BEGIN EXERCISE MATERIALS

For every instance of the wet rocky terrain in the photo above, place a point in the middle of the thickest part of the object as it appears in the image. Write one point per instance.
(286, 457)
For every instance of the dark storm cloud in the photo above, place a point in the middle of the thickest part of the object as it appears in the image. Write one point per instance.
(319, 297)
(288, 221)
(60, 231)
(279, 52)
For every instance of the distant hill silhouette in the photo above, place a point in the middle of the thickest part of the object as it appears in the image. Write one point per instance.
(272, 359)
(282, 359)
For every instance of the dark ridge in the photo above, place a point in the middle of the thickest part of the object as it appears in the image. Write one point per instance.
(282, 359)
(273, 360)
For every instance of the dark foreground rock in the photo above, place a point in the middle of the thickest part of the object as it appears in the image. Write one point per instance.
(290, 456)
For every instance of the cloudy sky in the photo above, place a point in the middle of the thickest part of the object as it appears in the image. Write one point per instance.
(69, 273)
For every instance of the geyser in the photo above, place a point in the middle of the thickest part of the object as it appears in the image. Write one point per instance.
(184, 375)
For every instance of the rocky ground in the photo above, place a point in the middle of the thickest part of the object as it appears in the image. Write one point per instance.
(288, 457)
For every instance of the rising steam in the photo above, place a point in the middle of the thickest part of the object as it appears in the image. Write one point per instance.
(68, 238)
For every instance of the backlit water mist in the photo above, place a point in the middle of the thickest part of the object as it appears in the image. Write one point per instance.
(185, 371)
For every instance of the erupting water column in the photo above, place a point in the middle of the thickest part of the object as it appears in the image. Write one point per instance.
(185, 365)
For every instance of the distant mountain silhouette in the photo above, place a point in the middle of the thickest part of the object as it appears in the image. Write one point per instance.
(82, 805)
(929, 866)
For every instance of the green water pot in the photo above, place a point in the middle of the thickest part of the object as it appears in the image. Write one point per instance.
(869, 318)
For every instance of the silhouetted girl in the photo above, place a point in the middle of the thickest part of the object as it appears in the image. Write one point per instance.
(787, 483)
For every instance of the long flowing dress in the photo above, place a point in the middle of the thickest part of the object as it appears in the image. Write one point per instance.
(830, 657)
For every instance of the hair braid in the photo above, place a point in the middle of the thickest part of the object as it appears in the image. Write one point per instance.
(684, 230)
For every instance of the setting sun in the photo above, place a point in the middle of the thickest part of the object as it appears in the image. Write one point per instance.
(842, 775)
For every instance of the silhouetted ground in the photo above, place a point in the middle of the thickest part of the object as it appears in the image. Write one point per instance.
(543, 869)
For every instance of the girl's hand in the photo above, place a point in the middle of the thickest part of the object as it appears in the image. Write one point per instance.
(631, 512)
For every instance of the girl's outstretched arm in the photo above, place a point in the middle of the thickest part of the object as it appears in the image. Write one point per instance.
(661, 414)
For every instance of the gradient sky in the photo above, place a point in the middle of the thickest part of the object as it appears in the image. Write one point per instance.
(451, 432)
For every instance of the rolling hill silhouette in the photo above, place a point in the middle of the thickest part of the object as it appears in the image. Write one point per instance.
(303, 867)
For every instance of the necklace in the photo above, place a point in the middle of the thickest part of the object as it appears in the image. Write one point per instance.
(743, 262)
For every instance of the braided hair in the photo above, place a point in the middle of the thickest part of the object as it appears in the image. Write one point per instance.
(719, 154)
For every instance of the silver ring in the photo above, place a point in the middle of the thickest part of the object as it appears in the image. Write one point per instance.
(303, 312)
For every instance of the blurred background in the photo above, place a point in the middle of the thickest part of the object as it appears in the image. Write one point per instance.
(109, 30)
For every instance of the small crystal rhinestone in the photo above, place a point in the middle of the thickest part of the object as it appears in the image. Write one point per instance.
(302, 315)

END EXERCISE MATERIALS

**STATED PROBLEM**
Please output every line of the material above as a numbered list, leaving out any blank lines.

**RESULT FOR THIS EXERCISE**
1. For every instance of the wet rocky terrain in the photo above, place a point in the middle of the thickest part of the object as it appears in the image. Write one point per instance.
2. (286, 457)
3. For every instance of the dark storm cloud in the photo above, place a point in the middle of the thickest part of the object as it appears in the image. Write one point per instance.
4. (319, 297)
5. (288, 221)
6. (60, 231)
7. (279, 52)
8. For every instance of the distant hill silhouette in the photo above, place a point in the middle of the thickest part of the object as it appears in the image. Write one point per instance.
9. (272, 359)
10. (282, 359)
11. For every instance of the dark ridge in the photo above, place a point in the middle of the thickest part of the object as it appears in the image. Write one point per instance.
12. (282, 359)
13. (273, 360)
14. For every instance of the dark foreground rock in the photo above, place a point in the middle of the thickest part of the object as it appears in the image. Write one point per instance.
15. (290, 456)
16. For every instance of the cloudy sky in the photo above, place a point in the middle of the thickest part of the object as it appears in the image. Write one point per instance.
17. (69, 273)
18. For every instance of the geyser in the photo above, place a point in the middle of the thickest part of the object as it appears in the image. Write one point per instance.
19. (184, 375)
20. For every instance of the rocky ground in the photo above, place a point in the middle of the thickest part of the object as it appears in the image. Write one point per instance.
21. (288, 457)
22. For every instance of the rising steam in the photo above, place a point in the middle of the thickest part of the object as it appears in the image. Write one point per instance.
23. (68, 238)
24. For every instance of the backlit water mist in the photo above, place a point in the middle of the thickest part of the object as it appears in the image. Write one point per instance.
25. (185, 371)
26. For every instance of the erupting water column in the photo above, place a point in the middle of the thickest part of the object as it appears in the image. Write one point per instance.
27. (185, 365)
28. For every instance of the distant mountain silhouette in the photo above, place a point in the middle of the thickest part of the object as it appears in the image. Write one point per instance.
29. (82, 805)
30. (929, 866)
31. For every instance of the green water pot in the photo above, place a point in the middle of the thickest part of the object as it appears in the image. Write one point per instance.
32. (869, 318)
33. For every instance of the silhouetted girl in the photo above, place a point in the middle of the thickest part of the object as it appears in the image. Write one point per instance.
34. (787, 483)
35. For every instance of the long flowing dress in the photo above, place a point in the middle of the thickest part of the object as it appears in the image. Write one point per instance.
36. (830, 657)
37. For every instance of the hair braid in the photo above, place a point in the middle of the thickest part of the object as it appears in the image. Write one point per instance.
38. (684, 230)
39. For every instance of the setting sun in the photo above, place a point in the middle of the thickest part of the object as it appears in the image. Write one point per instance.
40. (842, 775)
41. For every instance of the silhouetted ground in the photo above, place a point in the middle of the thickest part of the object as it appears in the image. Write one point per instance.
42. (543, 869)
43. For every instance of the girl's hand in the photo above, place a point in the middle of the thickest part of the object as it appears in the image. Write one point per instance.
44. (631, 512)
45. For every instance of the girl's outstretched arm in the photo above, place a point in the middle of the thickest part of the object as it appears in the image. Write one point per instance.
46. (661, 414)
47. For every instance of the gradient sky in the photo above, place a point in the middle of the thickest part of the object as it appears in the image. Write one point per instance.
48. (451, 432)
49. For every instance of the rolling hill silhouette in the photo above, place a point in the middle of the thickest part of the object as it appears in the image. Write one point per instance.
50. (303, 867)
51. For every instance of the necklace in the photo above, place a point in the middle of the thickest part of the object as it appears in the image. Write one point per instance.
52. (743, 262)
53. For every instance of the braided hair in the photo above, place a point in the middle of the thickest part of the object as it appears in the image. Write one point per instance.
54. (719, 154)
55. For every instance of the silver ring in the photo above, place a point in the middle of the thickest part of the object as it appears in the image. Write one point per instance.
56. (303, 312)
57. For every instance of the blurred background in the photo above, place a point in the middle of the thickest part of the object as it appears in the image. Write one point per instance.
58. (109, 30)
59. For every instance of the small crystal rhinestone in the photo above, place a point in the middle of the thickest part of the object as it appears in the image. Write one point per instance.
60. (302, 315)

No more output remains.